_Fragmento seleccionado_
____
Sumando las dos noticias, surge una conclusión rotunda: el exilio se ha demostrado el único camino posible para proteger la libertad de muchos independentistas, y la única opción para conseguir driblar la represión judicial española. Y hay que recordarlo porque durante mucho tiempo, desde filas independentistas y republicanas, se ha despreciado, caricaturizado e incluso criticado el papel de Puigdemont en la lucha internacional, aunque ha sido la única opción para mantener viva la causa catalana. En este sentido, el retorno del president adquiere una enorme importancia, porque cierra una etapa de resistencia con éxito, y permite abrir una etapa nueva de lucha en la causa de nuestra libertad.
El diablo está en los detalles, y los de este cartel son bien jugosos: internacionalismo rancio, aceptación del velo opresor islámico y desaparición total de cualquier identificación catalana
Con respecto a la causa catalana, una última cuestión que podría parecer menor, pero que es el síntoma inequívoco del proceso de desnacionalización que nunca se detiene y que a menudo se perpetra desde las llamadas filas progresistas. La última, el cartel de Sant Jordi escogido este año por el Ayuntamiento de Barcelona. Diseñado por el diseñador Pau Gasol Valls, tiene todos los elementos de una fiesta amorfa, sin ningún símbolo identitario que la vincule a una cultura y a una nación, ni siquiera una simple bandera institucional y bien ordenadita. Solo personas que pasan por las Ramblas y que podrían pertenecer a cualquier ciudad de cualquier país, en la línea políticamente correcta de una Barcelona sin patria, ni memoria. Tan solo un detalle que no puede faltar en la corrección política: una de las personas dibujadas es una mujer que lleva un hiyab y este es el único símbolo identificable, convertido en la metáfora de la progresía multicultural, multibuenista y multipuñetas. El hiyab sí que se puede poner en un cartel de Sant Jordi, pero una bandera, Dios me libre, no fuera que pareciera demasiado catalán.
¿Es menor? Probablemente, no en balde hay gestos más graves que erosionan y dañan nuestra identidad, pero ya sabemos que el diablo está en los detalles, y los de este cartel son bien jugosos: internacionalismo rancio, aceptación del velo opresor islámico y desaparición total de cualquier identificación catalana, y así vamos reduciendo las señas de identidad propias al capítulo de "coros y danzas". No, no es menor, es intencionado y la intención es bien clara, en un proceso de desnacionalización de Catalunya, a la vez que se consolida minuciosamente la españolización. En este sentido, hay que recordar una evidencia: la lucha de muchos de nosotros no nace de la voluntad de tener un estado, sino de salvar la nación, agredida por todos los flancos desde hace tres siglos. El estado puede ser la solución, pero la causa es la nación, su identidad, su lengua, su memoria. Si perdemos la nación, de poco servirá tener el estado. No equivoquemos, pues, el sentido de la lucha.
____
_Enunciado_
Explica, según el fragmento seleccionado, por qué el retorno del president adquiere una enorme importancia. Responde en una o dos oraciones.

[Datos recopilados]
____
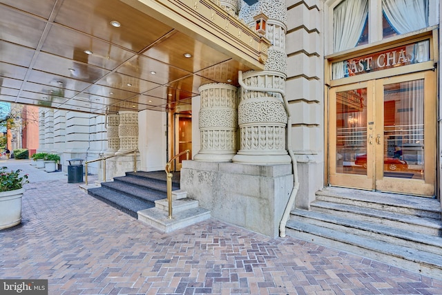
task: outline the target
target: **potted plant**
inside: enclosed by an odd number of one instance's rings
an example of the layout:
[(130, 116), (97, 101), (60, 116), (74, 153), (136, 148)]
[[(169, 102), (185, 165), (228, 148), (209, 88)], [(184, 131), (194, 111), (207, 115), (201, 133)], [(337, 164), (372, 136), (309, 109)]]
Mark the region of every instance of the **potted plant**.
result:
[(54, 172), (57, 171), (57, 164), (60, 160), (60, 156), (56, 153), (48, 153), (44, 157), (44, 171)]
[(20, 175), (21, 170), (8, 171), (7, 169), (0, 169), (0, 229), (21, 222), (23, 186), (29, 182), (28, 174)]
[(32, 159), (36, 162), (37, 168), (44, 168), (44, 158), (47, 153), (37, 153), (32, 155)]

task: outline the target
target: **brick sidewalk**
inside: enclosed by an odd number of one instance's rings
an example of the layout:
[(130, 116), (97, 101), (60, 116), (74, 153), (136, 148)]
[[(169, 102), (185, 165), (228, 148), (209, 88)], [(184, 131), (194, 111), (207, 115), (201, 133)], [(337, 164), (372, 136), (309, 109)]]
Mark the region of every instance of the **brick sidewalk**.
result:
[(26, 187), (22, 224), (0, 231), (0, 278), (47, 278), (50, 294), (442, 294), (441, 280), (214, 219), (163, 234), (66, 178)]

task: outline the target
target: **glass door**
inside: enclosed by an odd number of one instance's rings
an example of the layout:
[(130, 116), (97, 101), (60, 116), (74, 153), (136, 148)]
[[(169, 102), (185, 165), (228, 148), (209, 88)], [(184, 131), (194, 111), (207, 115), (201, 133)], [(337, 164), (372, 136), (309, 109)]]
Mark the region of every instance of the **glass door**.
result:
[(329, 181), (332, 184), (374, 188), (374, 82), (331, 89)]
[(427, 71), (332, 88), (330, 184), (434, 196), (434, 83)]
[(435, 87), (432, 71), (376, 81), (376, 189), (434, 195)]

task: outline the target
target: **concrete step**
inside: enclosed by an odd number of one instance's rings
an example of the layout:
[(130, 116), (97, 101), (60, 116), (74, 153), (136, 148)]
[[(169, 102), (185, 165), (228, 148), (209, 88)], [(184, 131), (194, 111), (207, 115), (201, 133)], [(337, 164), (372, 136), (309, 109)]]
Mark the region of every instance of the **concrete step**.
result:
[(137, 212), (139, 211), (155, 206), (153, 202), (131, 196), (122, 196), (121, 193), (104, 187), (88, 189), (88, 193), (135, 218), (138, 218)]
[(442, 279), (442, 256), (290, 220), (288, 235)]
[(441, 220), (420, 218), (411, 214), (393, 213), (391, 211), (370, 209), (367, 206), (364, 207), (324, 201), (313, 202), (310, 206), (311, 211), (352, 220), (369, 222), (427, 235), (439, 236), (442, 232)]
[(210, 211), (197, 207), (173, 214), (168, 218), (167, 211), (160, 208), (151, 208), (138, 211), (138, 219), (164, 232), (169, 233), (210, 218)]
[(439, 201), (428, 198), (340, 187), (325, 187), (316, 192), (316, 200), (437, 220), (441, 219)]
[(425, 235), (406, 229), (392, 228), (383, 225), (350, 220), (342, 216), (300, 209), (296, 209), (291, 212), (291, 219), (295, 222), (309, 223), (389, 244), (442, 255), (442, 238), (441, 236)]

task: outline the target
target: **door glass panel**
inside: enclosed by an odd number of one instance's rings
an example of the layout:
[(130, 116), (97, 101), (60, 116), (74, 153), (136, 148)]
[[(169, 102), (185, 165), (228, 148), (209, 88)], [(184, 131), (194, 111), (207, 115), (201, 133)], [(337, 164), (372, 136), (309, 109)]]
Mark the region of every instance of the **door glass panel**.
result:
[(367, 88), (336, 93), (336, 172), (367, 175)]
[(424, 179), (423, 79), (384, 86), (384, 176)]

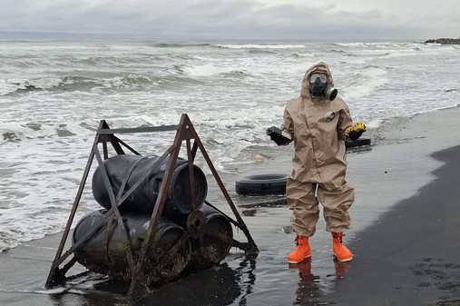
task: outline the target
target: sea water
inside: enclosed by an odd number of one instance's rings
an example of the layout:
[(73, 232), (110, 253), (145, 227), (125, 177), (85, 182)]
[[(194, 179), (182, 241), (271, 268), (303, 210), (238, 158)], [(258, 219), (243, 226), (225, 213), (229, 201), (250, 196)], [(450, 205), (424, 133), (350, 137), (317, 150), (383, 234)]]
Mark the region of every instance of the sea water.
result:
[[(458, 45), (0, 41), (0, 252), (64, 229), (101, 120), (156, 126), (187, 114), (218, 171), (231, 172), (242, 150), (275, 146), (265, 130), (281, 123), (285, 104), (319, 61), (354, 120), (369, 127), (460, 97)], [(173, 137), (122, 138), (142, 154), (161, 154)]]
____
_Solución_
El retorno del president cierra con éxito una etapa de resistencia. Además, permite abrir una etapa nueva de lucha en la causa de la libertad.